◆ **Dataset records about object locations**:
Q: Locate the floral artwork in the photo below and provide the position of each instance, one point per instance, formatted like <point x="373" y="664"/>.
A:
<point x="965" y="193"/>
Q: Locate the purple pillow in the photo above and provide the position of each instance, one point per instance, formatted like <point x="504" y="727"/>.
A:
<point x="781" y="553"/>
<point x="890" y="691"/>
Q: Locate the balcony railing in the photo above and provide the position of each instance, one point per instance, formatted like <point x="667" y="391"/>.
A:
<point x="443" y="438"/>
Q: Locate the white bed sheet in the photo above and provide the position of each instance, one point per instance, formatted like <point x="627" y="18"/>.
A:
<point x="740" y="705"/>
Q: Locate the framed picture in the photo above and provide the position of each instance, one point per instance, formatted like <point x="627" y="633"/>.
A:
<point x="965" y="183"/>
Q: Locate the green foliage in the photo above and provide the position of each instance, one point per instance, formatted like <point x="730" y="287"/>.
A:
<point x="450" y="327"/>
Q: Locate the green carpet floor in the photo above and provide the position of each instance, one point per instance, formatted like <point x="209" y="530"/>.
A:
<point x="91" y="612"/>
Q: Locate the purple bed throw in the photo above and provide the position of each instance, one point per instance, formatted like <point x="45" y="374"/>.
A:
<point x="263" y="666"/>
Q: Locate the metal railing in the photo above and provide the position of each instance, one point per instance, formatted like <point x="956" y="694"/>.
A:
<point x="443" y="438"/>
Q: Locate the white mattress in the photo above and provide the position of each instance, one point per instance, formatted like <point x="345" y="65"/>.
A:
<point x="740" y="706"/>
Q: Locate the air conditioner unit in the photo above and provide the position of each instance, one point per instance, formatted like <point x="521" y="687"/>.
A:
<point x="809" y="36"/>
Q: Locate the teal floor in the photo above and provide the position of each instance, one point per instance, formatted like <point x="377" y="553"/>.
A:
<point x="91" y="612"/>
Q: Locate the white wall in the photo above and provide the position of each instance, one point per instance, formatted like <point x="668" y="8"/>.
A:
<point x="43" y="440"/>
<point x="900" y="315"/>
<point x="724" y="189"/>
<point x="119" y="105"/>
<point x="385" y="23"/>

◆ **SHORT PROBLEM**:
Go through the listing and print each line exactly as it appears.

◆ **FINAL ANSWER**:
Q: Locate the floral artwork in the photo below and provide the position of each instance, one point per instance, formatted like <point x="373" y="664"/>.
A:
<point x="965" y="193"/>
Q: Locate the purple pillow in the photo above and provide the position of each instance, one point per instance, formatted like <point x="504" y="727"/>.
A:
<point x="781" y="553"/>
<point x="890" y="691"/>
Q: Locate the balcony railing in the photo above and provide the position of each instance, one point per instance, formatted like <point x="667" y="391"/>.
A:
<point x="443" y="438"/>
Q: Locate the white bed sheet in the photo above and provide the position of each instance, one point per instance, formatted like <point x="627" y="18"/>.
A:
<point x="740" y="705"/>
Q: Locate the framed picture in the photo above and provide the position of each instance, one point per instance, formatted like <point x="627" y="633"/>.
A:
<point x="965" y="183"/>
Q: Locate the green foliage in the photo above and provide the position of each instance, one point per instance, formatted like <point x="730" y="287"/>.
A:
<point x="450" y="327"/>
Q: Locate the green carpet floor in the photo above and provide the position of each instance, one point per instance, formatted like <point x="209" y="530"/>.
A:
<point x="91" y="612"/>
Q: Locate the purple bed throw in the photo above and provide the position of each instance, one point per instance, formatted like <point x="45" y="374"/>.
A:
<point x="263" y="666"/>
Q: Locate the metal railing in the photo above and provide the position of each instance, one point per instance, formatted like <point x="956" y="694"/>.
A:
<point x="443" y="438"/>
Q: Locate the white mattress in the photo above and provide the position of each instance, one point per instance, formatted like <point x="345" y="65"/>.
A:
<point x="740" y="706"/>
Q: Locate the air conditioner unit in the photo above and provide the position of each instance, one point per instance, formatted like <point x="521" y="687"/>.
A:
<point x="809" y="36"/>
Q: Locate the teal floor in the photo above and provide the position of each instance, one point per instance, formatted like <point x="377" y="553"/>.
A:
<point x="91" y="612"/>
Q: Locate the white wall in the photo above and provide the position of each instance, one point per instance, formatted like <point x="668" y="8"/>.
A:
<point x="43" y="440"/>
<point x="900" y="315"/>
<point x="724" y="189"/>
<point x="119" y="105"/>
<point x="385" y="23"/>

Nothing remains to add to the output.